▶ [Instructions]
**a.** According to the passage about coming alive, what did Howard Thurman say the world needs?
**b.** Name the three things that the passage about coming alive says the world does not benefit from.
**c.** Proceed with the passage about coming alive, picking up after its final sentence.

Once, when I was seeking the advice of Howard Thurman and talking to him at some length about what needed to be done in the world, he interrupted me and said: “Don’t ask yourself what the world needs. Ask yourself what makes you come alive, and go do that, because what the world needs is people who have come alive.” [xv]

Let me say that again: What the world needs is people who have come alive.

Now, some people hear this advice as a call to self-indulgence, to sticking one’s head in the sand, to a refusal to acknowledge the pain of the world as long as I am all right. However, I do not think that was what Thurman was suggesting. It seems to me that Thurman was pointing to the reality that the world does not benefit from my rage, from my despair, from my grief. Rather, we are called to what Paul, in the letter to the Thessalonians we heard earlier today, called “the joy that comes from the Holy Spirit” even in the presence of great trials. We are called not to drudging, grudging, endless grief at the suffering of the world, but rather to joy-filled commitment to living in a way that gives light and hope to others.

Coming alive, I believe, comes at least in part from making and keeping commitments, especially commitments to life-giving spiritual practices. This does not depend on privilege, good health, or good circumstance. I would never blame those who are unable to find a pathway to joy and usefulness, whether because of trauma, mental or physical illness, or other very real and compelling reasons. What I do know is that, no matter what terrible circumstances I find myself in, eventually my commitment to spiritual practice helps me to see traces of the glory of God.

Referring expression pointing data
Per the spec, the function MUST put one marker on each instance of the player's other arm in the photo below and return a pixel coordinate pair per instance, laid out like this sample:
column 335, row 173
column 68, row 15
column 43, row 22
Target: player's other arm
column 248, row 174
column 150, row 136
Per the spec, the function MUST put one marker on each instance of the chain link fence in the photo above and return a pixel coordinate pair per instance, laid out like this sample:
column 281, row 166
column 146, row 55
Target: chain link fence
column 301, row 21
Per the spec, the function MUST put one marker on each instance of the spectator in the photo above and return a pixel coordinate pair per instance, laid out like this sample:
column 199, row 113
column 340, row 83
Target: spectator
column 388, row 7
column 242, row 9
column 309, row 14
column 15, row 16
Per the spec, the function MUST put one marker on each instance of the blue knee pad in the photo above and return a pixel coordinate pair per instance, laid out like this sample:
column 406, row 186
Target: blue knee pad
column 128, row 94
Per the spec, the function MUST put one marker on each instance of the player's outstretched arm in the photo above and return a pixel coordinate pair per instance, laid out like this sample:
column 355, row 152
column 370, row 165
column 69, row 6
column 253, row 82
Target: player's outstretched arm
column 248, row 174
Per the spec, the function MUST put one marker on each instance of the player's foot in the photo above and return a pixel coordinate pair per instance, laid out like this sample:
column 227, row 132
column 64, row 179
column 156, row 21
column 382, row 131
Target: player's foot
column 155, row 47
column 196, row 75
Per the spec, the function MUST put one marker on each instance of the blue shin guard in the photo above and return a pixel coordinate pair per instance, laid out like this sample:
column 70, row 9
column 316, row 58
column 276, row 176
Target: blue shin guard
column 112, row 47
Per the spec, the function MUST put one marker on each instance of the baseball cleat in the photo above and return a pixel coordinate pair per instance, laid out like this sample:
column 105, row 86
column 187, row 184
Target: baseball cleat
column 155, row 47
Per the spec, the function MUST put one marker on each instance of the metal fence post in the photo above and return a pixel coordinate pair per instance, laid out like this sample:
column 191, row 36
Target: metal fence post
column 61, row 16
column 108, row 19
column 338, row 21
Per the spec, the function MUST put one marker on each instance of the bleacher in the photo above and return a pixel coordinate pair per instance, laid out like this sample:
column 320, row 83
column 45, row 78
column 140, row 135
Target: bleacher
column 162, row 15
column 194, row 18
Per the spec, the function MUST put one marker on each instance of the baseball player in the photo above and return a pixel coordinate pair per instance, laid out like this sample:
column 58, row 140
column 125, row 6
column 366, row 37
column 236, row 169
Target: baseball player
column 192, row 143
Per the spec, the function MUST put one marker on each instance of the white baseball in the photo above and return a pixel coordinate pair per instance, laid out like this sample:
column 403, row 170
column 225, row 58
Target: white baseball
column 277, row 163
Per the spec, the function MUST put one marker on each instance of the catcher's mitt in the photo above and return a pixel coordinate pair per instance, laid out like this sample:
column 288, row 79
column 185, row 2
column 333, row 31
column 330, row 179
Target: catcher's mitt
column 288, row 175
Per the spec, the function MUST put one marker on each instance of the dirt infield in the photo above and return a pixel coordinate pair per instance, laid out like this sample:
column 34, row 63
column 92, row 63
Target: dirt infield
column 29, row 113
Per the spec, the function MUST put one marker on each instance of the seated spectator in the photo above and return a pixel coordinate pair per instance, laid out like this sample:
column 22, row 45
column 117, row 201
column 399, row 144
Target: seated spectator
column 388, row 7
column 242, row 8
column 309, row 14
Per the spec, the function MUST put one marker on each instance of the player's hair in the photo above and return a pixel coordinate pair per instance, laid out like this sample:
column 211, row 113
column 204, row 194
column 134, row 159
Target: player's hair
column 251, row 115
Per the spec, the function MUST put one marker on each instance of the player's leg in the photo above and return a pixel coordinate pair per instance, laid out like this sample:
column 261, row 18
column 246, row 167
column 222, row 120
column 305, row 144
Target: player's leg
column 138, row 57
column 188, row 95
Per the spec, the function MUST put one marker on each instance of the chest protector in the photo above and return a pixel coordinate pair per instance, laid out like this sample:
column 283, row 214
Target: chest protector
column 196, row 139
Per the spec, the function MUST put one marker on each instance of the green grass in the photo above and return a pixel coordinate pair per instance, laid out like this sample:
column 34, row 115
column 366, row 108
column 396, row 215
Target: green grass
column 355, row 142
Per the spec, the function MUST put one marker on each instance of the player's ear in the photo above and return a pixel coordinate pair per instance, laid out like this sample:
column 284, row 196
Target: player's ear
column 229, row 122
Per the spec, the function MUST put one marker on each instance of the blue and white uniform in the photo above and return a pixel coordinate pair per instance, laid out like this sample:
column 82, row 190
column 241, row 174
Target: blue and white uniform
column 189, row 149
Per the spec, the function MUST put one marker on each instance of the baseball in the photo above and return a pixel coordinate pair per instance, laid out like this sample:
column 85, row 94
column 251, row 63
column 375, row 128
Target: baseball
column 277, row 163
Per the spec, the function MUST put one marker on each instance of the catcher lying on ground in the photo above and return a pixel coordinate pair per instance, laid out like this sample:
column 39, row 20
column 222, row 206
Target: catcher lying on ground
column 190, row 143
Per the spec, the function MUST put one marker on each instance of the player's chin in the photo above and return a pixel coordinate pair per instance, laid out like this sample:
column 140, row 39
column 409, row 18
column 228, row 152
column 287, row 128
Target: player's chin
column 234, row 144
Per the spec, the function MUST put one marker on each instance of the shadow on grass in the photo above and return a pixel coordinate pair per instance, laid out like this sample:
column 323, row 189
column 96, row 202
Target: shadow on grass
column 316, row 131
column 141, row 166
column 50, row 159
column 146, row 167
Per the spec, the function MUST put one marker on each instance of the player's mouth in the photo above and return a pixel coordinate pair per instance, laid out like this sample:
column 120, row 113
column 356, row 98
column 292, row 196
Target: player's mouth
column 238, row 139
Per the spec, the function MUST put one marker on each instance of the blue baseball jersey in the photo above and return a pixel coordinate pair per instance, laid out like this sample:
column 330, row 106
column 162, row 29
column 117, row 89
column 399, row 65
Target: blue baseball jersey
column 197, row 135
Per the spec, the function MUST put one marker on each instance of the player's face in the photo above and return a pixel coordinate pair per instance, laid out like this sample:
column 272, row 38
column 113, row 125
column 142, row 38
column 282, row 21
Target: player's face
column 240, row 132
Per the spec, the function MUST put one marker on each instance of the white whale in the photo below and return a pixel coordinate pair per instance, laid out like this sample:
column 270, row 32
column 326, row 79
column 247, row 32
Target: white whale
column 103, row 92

▶ [Results of the tasks]
**a.** People who have come alive.

**b.** Rage, despair, and grief.

**c.**
Going on Silent Retreat is one of those commitments that I keep whether I feel like it or not, or even whether it’s convenient or not, because I know that I will feel better for having done it. Another is writing a weekly report to my spiritual companion, noting what I need to confess, what I am grateful for, and where my prayers are leading me. I keep copies of those reports in a three-ring binder, along with the responses of my spiritual companion. Many years ago, a wiser, more experienced Seeker suggested that I bring the most recent binder with me on Silent Retreat so that I could spend time reviewing where my spiritual path had taken me over the previous year.

This time, as I read one report after another, I realized that I had been deeply depressed and angry for a long time, even before the pandemic. Like Moses mourning the unfaithfulness of his people, I was mourning the loss of the rule of law, of treasured respect for democratic institutions and processes, that was constantly on display all around me.

Scripture doesn’t tell us what Moses experienced as he stood in that hole in the rock, hidden from seeing God’s face, nor what God revealed to him in the afterglow of divine glory. What we do know is that right after that, Moses went back up the mountain, where he prayed that the people would be forgiven for worshipping a golden statue of a calf.

What reading those reports taught me—and not for the first time—is that the practice of gratitude continually transforms my grumbling self-pity, my rumbling sense of grievance, into joy. In each report, my commitment to notice the good things in my life—waking up in the morning, seeing a tree aflame with autumn colors, hearing the soft cooing of the dove that has made its nest outside my studio window, having a conversation with a friend, the gradual healing of my relationship with the sister from whom I was estranged for 10 years, the love that surrounds me in this small part of the Body of Christ even when I feel unable to love—actually changed how I was feeling in the moment. The practice of gratitude, as revealed in report after report, give me the ability to turn outward, so that, like Moses, I could finally pray for the wellbeing of others who were also going through hard times.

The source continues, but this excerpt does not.